## [Texto proporcionado]

Por el contrario, la reacción inversa de descomposición del agua en hidrógeno y oxígeno requiere una aportación de energía. La energía puede suministrarse en forma de calor, o mejor aún de electricidad. No obstante, dicha ruptura de la molécula de agua no es espontánea. No parece que ocurra nunca a menos que se suministre energía, e incluso en ese caso la reacción cesa en el momento en que se interrumpe el flujo de energía.
Pero aunque la generalización de Berthelot parece plausible a primera vista, es errónea. En primer lugar, no todas las reacciones espontáneas liberan calor. Algunas absorben tanto calor que mientras se llevan a cabo la temperatura del medio ambiente desciende.
En segundo lugar, existen
reacciones reversibles.
En éstas, las sustancias A y B pueden reaccionar espontáneamente y convertirse en las sustancias C y D, mientras que C y D pueden, también espontáneamente, reaccionar en sentido inverso, hasta llegar a A y B. Y todo ello ocurre a pesar de que el calor liberado en la reacción que transcurre en un sentido debe absorberse en la reacción inversa. Un ejemplo simple es el del yoduro de hidrógeno, que se descompone en una mezcla de hidrógeno y yodo. La mezcla es capaz de recombinarse para formar yoduro de hidrógeno. Esto puede escribirse en forma de ecuación: 2HI ‹-› H
2
+ I
2
. La doble flecha indica que es una reacción reversible.
Las reacciones reversibles se conocían ya en el tiempo de Berthelot. Fueron cuidadosamente estudiadas por primera vez en 1850, por Williamson, durante el trabajo que le condujo a sus conclusiones relativas a los éteres (véase página 114). Halló situaciones en las que, empezando con una mezcla de A y B se formaban las sustancias C y D. Si en lugar de ello empezaba con una mezcla de C y D, se formaban las sustancias A y B. En cualquiera de los casos, existiría al final una mezcla de A, B, C y D, en proporciones aparentemente fijas. La mezcla estaría en
equilibrio.

Entradas del conjunto de datos:
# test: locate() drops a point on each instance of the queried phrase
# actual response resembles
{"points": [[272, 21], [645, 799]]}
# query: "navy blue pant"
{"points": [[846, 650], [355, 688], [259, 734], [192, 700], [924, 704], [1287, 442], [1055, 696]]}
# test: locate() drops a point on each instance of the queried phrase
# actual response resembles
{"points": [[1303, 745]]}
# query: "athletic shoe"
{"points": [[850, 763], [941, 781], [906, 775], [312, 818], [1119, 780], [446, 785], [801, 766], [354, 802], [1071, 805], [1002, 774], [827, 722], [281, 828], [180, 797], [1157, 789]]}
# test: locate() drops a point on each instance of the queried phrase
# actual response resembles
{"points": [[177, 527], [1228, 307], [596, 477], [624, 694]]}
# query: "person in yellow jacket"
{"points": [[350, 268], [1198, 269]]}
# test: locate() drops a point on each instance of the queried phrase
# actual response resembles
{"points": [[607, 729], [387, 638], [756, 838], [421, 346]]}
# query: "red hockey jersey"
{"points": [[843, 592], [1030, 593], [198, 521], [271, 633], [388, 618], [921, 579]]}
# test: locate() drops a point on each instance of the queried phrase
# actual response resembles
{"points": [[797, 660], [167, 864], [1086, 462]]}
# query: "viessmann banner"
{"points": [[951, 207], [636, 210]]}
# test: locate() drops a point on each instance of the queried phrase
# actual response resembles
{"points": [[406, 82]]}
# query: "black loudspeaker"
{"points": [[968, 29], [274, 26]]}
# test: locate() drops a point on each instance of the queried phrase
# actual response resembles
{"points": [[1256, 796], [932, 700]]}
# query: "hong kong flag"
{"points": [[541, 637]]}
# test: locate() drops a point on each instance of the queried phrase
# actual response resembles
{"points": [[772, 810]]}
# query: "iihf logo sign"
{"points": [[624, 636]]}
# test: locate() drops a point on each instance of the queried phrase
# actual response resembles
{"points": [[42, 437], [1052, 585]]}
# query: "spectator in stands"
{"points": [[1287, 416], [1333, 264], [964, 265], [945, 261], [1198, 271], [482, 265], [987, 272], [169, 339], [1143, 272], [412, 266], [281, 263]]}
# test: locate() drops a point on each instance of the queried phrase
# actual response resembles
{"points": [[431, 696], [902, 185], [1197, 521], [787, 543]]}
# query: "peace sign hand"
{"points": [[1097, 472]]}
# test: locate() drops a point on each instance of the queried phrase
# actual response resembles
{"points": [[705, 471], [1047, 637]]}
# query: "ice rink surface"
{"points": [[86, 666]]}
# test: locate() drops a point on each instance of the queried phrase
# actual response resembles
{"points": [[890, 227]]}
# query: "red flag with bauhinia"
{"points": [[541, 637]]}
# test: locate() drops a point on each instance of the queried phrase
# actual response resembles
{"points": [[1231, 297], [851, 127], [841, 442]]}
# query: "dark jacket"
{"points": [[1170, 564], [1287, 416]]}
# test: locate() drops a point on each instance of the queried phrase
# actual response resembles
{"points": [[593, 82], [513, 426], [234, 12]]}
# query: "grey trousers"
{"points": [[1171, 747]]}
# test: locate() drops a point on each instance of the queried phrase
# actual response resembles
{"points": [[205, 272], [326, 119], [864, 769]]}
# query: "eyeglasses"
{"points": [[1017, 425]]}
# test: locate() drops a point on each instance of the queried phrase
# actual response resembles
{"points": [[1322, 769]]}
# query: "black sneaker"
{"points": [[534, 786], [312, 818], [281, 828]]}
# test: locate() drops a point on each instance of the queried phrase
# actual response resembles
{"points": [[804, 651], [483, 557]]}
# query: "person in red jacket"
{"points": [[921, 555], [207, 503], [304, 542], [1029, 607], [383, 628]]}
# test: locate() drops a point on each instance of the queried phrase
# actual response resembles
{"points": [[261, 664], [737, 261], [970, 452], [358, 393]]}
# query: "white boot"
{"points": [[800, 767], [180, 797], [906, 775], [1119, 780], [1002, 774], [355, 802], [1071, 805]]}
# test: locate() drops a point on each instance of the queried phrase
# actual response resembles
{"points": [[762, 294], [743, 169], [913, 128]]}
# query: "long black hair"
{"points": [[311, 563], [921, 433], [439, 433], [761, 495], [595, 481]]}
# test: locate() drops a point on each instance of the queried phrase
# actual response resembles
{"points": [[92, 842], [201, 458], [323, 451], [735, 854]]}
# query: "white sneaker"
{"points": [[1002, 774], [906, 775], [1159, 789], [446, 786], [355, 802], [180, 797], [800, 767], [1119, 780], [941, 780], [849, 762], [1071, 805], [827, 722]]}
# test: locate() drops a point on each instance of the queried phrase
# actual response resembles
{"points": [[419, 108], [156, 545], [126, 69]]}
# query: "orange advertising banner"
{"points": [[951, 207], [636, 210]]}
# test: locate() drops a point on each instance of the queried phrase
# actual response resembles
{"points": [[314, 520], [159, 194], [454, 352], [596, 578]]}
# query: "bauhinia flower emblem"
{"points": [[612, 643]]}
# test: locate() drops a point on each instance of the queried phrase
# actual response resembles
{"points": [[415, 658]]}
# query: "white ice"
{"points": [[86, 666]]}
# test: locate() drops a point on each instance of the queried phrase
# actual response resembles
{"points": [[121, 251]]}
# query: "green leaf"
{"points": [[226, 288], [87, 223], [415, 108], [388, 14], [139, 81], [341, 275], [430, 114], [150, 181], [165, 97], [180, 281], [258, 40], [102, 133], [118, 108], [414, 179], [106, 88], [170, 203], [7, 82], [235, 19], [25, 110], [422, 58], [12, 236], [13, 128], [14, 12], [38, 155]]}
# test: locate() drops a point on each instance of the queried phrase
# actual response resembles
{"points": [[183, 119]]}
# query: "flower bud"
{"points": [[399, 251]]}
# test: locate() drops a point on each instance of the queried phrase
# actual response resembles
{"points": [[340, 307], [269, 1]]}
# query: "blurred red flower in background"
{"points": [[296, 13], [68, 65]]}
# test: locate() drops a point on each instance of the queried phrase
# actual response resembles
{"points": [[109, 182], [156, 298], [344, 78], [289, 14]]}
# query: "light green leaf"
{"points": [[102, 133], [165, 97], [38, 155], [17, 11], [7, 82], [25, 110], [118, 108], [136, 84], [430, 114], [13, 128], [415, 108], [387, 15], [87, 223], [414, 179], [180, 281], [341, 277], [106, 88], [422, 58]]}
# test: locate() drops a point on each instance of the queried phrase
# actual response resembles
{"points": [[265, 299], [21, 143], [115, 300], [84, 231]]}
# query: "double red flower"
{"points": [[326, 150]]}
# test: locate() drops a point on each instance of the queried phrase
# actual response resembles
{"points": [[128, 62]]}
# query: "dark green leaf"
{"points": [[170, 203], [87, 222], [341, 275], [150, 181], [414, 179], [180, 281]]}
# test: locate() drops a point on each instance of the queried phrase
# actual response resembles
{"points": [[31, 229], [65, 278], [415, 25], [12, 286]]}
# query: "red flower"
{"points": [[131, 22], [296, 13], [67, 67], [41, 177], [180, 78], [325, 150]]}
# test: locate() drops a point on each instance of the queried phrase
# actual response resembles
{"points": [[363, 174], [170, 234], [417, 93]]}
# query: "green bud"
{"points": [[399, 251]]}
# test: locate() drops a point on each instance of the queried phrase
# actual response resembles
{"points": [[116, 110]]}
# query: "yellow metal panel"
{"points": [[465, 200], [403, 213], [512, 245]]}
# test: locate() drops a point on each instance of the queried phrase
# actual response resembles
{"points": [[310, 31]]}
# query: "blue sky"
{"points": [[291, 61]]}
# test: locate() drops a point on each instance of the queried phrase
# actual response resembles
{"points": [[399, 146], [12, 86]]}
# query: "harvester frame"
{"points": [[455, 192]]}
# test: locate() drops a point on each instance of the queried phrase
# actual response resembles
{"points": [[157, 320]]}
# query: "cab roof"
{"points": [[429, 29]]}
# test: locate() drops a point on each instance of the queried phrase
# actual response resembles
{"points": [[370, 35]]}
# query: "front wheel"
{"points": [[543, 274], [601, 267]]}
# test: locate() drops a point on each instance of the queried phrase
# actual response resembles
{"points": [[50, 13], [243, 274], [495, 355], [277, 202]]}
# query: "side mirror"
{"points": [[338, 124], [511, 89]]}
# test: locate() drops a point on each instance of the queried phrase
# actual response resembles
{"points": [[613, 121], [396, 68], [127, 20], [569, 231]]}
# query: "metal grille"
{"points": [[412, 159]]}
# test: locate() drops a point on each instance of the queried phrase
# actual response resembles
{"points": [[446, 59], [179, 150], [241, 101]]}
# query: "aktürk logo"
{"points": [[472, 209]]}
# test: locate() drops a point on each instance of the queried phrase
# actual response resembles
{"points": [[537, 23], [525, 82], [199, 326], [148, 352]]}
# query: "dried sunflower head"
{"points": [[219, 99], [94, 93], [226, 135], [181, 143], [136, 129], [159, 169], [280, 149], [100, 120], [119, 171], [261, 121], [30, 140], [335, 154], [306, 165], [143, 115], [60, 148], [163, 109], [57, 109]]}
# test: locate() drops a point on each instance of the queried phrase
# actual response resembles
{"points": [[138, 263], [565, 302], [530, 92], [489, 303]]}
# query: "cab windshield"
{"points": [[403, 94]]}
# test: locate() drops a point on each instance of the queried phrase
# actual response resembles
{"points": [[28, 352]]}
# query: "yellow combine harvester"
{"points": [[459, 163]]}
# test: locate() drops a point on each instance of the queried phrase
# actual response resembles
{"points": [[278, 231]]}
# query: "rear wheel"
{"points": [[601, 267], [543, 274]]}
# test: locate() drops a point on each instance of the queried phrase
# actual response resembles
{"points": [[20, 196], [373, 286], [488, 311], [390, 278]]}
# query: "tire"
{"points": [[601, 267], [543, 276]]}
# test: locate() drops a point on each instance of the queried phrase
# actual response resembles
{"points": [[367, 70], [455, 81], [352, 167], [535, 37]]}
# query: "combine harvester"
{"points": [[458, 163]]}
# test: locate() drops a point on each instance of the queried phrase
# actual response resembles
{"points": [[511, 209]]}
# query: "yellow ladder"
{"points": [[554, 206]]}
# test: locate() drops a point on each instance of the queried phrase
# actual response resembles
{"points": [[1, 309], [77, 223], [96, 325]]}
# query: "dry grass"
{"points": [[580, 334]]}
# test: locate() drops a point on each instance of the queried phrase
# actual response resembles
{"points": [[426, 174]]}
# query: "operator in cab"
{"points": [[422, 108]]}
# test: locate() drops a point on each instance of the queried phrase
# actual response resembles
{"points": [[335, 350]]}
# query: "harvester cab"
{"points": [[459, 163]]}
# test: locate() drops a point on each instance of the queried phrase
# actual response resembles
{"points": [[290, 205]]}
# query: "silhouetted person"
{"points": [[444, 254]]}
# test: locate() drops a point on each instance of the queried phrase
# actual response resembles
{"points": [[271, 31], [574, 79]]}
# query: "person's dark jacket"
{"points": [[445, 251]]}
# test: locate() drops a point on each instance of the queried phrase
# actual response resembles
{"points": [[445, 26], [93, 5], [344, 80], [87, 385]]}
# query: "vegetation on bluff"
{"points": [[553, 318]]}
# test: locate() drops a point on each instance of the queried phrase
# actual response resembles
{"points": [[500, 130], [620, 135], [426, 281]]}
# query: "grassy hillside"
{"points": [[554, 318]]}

## [Preguntas]
A: ¿Puedes resumir en dos oraciones el texto sobre las reacciones espontáneas?
B: ¿Podrías retomar el texto sobre las reacciones espontáneas y continuarlo a partir de su última oración?

## [Respuestas]
A: La descomposición del agua en hidrógeno y oxígeno no es espontánea y solo ocurre mientras se suministra energía. La generalización de Berthelot es errónea, porque no todas las reacciones espontáneas liberan calor y existen reacciones reversibles, como la del yoduro de hidrógeno, que Williamson estudió en 1850 y que terminan en una mezcla en equilibrio.

B:
Pero Williamson no creía que porque la composición de la mezcla fuese aparentemente fija, no sucediera nada. Creyó que A y B reaccionaban para formar C y D, mientras que C y D reaccionaban para formar A y B. Ambas reacciones se hallaban progresando continuamente, pero cada una neutralizaba los efectos de la otra, dando la ilusión de un equilibrio. Esta condición era un
equilibrio dinámico.
El trabajo de Williamson marcó el comienzo del estudio de la
cinética química
, esto es, el estudio de las velocidades de las reacciones químicas. A partir del trabajo de Williamson estaba bastante claro que algo más que la mera evolución del calor dictaba la espontaneidad de una reacción química. Este «algo más» estaba siendo investigado ya en la época en que Berthelot y Thomsen realizaban sus innumerables mediciones calorimétricas, pero desgraciadamente el tema permaneció enterrado bajo una lengua poco conocida.
Termodinámica química
En 1863 los químicos noruegos Cato Maximilian Guldberg (1836-1902) y Peter Waage (1833-1900) publicaron un folleto que trataba del sentido de las reacciones espontáneas. Volvían a la sugerencia, hecha medio siglo antes por Berthollet (véase pág. 79), de que el sentido de una reacción dependía de la masa de las sustancias individuales que tomaban parte en ella.
Gulberg y Waage pensaban que la sola masa no constituía toda la respuesta. Más bien era cuestión de la cantidad de masa de una sustancia determinada que se acumulaba en un volumen dado de la mezcla reaccionante, en otras palabras, de la
concentración
de la sustancia.
Supongamos que A y B pueden reaccionar para formar C y D, y que asimismo C y D pueden hacerlo para formar A y B. Esta doble reacción puede representarse de esta forma: A+B‹-›C+D.
Tal situación es un ejemplo de una de las reacciones reversibles de Williamson, y llega al equilibrio en unas condiciones en que A, B, C y D se encuentran todas ellas en el sistema. El punto de equilibrio depende de la velocidad a la que reaccionan A y B (velocidad 1) comparada con la velocidad a la que reaccionan C y D (velocidad 2).